This BTSADV Survivor Sister has been through some incredibly difficult abuse and hardship. She speaks about how she left her abuser and was left the PTSD. Her story is painful to read and epitomizes the dangers that survivors face during and after the escape.

An Alcoholic and a User

My abuser was an alcoholic, and an occasional heroin user. He wasn’t supposed to meet me. However, his cousin met my girlfriend, and then we all started hanging out. At that time, I had only experienced one prior relationship, which was also negative. To understand that, I think I have to explain my naivety and self-identity. I lost my father when I was fifteen and had no guidance or instruction in my life. Therefore I made all my decisions. I was also 5’2″ and 265lbs. I had three chins and no self-esteem. So as you can imagine, I fell for anyone that showed me the least bit of attention and thought I was attractive.

Data rows:
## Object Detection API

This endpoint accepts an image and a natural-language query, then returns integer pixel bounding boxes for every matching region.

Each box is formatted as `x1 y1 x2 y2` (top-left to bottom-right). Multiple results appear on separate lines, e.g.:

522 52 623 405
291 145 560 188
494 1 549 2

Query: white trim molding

Things to do:
1 - In the survivor's story, rewrite the passage from "An Alcoholic and" to "I was attractive.", renaming "girlfriend" as "best friend".
2 - According to the survivor's story, how old was the writer when she lost her father?
3 - Pick up the survivor's story after its final sentence and carry it forward.

Task-by-task results:
1 -
An Alcoholic and a User

My abuser was an alcoholic, and an occasional heroin user. He wasn’t supposed to meet me. However, his cousin met my best friend, and then we all started hanging out. At that time, I had only experienced one prior relationship, which was also negative. To understand that, I think I have to explain my naivety and self-identity. I lost my father when I was fifteen and had no guidance or instruction in my life. Therefore I made all my decisions. I was also 5’2″ and 265lbs. I had three chins and no self-esteem. So as you can imagine, I fell for anyone that showed me the least bit of attention and thought I was attractive.

2 - Fifteen.

3 -
The Culmination of Childhood Trauma

I endured several horrific waves of abuse as a child and suffered through heartache, a lack of respect, and so much more. It all culminated in seven years of abuse at the hands of “Derek.” Derek swept me off my feet. His smile was contagious, and of course, I fell in love – or maybe it was lust at the time. About two weeks into our dating period, I got the first sign that something was amiss – all because I put my shoes in the wrong room. I dismissed it at the time, thinking it was unimportant.  

After that I dealt with so much more; it became difficult to make eye contact with others, talk to my own family, and feel anything but fear. There’s a lot of emotion behind my abuse still, so it’s easier for me to just write this as factually, and unemotionally as possible. 

Derek abandoned me with his family, who I’d only known for a day. After about two months, he surprised me by returning on his birthday and then proceeded to punch me repeatedly in the head and upper body. It felt like the attack was never-ending, but it probably finished as rapidly as it had begun. He followed this with six more years of control and abuse. He threatened me with a gun, he threw me down a flight of stairs while his family watched, he punched me in the eye while we were walking past a police station because I spilled water on his shirt, and beat me up countless times.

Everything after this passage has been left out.